## Stated goal
Reproduce the data below with every "Kindly" changed to "Please" and everything else left intact.

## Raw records

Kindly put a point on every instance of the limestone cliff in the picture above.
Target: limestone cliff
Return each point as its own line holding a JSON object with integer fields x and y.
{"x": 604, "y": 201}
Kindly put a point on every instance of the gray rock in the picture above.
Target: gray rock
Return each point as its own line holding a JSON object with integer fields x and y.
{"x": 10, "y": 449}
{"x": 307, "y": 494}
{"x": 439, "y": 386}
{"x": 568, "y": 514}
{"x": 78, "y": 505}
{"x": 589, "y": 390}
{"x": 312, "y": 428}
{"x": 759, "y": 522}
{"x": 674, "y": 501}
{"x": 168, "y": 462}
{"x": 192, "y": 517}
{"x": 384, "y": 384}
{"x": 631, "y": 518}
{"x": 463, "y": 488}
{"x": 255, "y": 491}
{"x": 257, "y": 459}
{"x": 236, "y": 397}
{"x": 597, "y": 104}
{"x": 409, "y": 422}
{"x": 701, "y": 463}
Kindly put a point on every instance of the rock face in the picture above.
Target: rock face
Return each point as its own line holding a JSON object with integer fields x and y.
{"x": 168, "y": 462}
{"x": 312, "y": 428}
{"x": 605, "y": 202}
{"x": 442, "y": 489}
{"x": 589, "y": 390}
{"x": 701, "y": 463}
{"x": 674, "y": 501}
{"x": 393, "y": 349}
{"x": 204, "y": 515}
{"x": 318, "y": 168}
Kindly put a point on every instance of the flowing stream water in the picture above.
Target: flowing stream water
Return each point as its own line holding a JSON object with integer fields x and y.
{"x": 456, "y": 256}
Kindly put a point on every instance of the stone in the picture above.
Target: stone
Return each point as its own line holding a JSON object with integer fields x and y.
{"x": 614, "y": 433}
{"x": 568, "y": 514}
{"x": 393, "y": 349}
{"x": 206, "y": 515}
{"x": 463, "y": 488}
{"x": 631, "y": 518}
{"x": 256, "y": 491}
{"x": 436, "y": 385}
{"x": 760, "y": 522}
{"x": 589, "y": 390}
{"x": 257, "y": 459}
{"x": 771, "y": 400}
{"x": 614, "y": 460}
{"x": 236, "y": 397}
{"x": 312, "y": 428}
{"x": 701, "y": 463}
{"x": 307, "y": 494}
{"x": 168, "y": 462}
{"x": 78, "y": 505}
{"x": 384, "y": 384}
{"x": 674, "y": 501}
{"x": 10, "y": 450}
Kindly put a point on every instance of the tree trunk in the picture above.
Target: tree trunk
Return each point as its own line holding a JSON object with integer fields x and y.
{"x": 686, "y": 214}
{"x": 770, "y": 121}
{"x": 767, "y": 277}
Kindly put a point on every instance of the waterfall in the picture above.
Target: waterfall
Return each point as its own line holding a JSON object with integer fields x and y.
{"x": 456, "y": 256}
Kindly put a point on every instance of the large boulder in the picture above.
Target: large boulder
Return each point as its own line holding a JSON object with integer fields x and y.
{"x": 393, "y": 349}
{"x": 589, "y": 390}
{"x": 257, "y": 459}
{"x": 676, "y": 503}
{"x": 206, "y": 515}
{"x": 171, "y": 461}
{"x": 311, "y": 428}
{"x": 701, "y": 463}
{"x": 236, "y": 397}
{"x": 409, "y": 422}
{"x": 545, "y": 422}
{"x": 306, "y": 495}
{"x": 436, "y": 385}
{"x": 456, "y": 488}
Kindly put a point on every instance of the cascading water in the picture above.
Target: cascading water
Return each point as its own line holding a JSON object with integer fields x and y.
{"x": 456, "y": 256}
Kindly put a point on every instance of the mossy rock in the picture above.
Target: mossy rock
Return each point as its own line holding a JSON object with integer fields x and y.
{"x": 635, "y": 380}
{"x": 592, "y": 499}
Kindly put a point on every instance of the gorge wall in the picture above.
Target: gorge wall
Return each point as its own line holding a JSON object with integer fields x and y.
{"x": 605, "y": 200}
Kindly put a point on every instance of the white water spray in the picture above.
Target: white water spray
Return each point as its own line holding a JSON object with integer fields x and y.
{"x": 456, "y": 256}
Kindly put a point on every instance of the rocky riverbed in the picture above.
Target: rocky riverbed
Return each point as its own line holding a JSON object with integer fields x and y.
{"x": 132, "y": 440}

## Response to this exercise
Please put a point on every instance of the limestone cliff in the picture above.
Target: limestone cliff
Return each point as its own line holding a JSON object with integer fields x and y.
{"x": 604, "y": 201}
Please put a point on every instance of the gray rock in the picture above.
Target: gray rock
Return each point as its own line holding a JSON object with integer fields x and y.
{"x": 10, "y": 449}
{"x": 307, "y": 494}
{"x": 439, "y": 386}
{"x": 568, "y": 514}
{"x": 78, "y": 505}
{"x": 589, "y": 390}
{"x": 312, "y": 428}
{"x": 759, "y": 522}
{"x": 674, "y": 501}
{"x": 168, "y": 462}
{"x": 192, "y": 517}
{"x": 384, "y": 384}
{"x": 631, "y": 518}
{"x": 463, "y": 488}
{"x": 255, "y": 491}
{"x": 257, "y": 459}
{"x": 236, "y": 397}
{"x": 597, "y": 104}
{"x": 409, "y": 422}
{"x": 701, "y": 463}
Please put a point on every instance of the rock face in the picture above.
Target: rock face
Return each point as its own line holding a JSON object with integer fields x and y.
{"x": 168, "y": 462}
{"x": 312, "y": 428}
{"x": 605, "y": 202}
{"x": 442, "y": 489}
{"x": 589, "y": 390}
{"x": 701, "y": 463}
{"x": 674, "y": 501}
{"x": 393, "y": 349}
{"x": 204, "y": 515}
{"x": 318, "y": 168}
Please put a point on every instance of the flowing stream water in the picture above.
Target: flowing stream water
Return each point as its own line holding a JSON object with integer fields x and y.
{"x": 456, "y": 256}
Please put a point on every instance of the stone in the picture above.
Target: stone
Return each point as its own line holding a JSON object with integer fields x and y.
{"x": 614, "y": 433}
{"x": 568, "y": 514}
{"x": 393, "y": 349}
{"x": 206, "y": 515}
{"x": 463, "y": 488}
{"x": 631, "y": 518}
{"x": 256, "y": 491}
{"x": 436, "y": 385}
{"x": 760, "y": 522}
{"x": 589, "y": 390}
{"x": 257, "y": 459}
{"x": 771, "y": 400}
{"x": 614, "y": 460}
{"x": 236, "y": 397}
{"x": 312, "y": 428}
{"x": 701, "y": 463}
{"x": 307, "y": 494}
{"x": 168, "y": 462}
{"x": 78, "y": 505}
{"x": 384, "y": 384}
{"x": 674, "y": 501}
{"x": 10, "y": 450}
Please put a point on every instance of the tree trunk in the picture above.
Target: tree trunk
Return each point as its own line holding a JSON object with integer fields x and y.
{"x": 686, "y": 214}
{"x": 770, "y": 121}
{"x": 767, "y": 277}
Please put a point on every instance of the waterfall in the picture above.
Target: waterfall
Return each point as its own line holding a JSON object with integer fields x and y.
{"x": 456, "y": 256}
Please put a point on every instance of the large boulder in the picture above.
Target: large boulder
Return each point as its own line holding a JSON object with integer fields x and y.
{"x": 393, "y": 349}
{"x": 589, "y": 390}
{"x": 257, "y": 459}
{"x": 676, "y": 503}
{"x": 206, "y": 515}
{"x": 171, "y": 461}
{"x": 311, "y": 428}
{"x": 701, "y": 463}
{"x": 236, "y": 397}
{"x": 409, "y": 422}
{"x": 545, "y": 422}
{"x": 306, "y": 495}
{"x": 436, "y": 385}
{"x": 456, "y": 488}
Please put a point on every instance of the cascading water in the picture above.
Target: cascading water
Return each point as its own line holding a JSON object with integer fields x and y.
{"x": 456, "y": 256}
Please put a point on every instance of the mossy rock in the picture above.
Target: mossy rock
Return each point as its own line holding a JSON object with integer fields x and y.
{"x": 635, "y": 380}
{"x": 592, "y": 499}
Please put a point on every instance of the gorge wall in the picture above.
Target: gorge wall
Return each point as its own line holding a JSON object with integer fields x and y.
{"x": 605, "y": 200}
Please put a point on every instance of the white water spray in the picture above.
Target: white water spray
Return each point as its own line holding a JSON object with integer fields x and y.
{"x": 456, "y": 256}
Please put a point on every instance of the rocky riverbed in the picture above.
Target: rocky riverbed
Return each point as its own line holding a JSON object with integer fields x and y.
{"x": 132, "y": 440}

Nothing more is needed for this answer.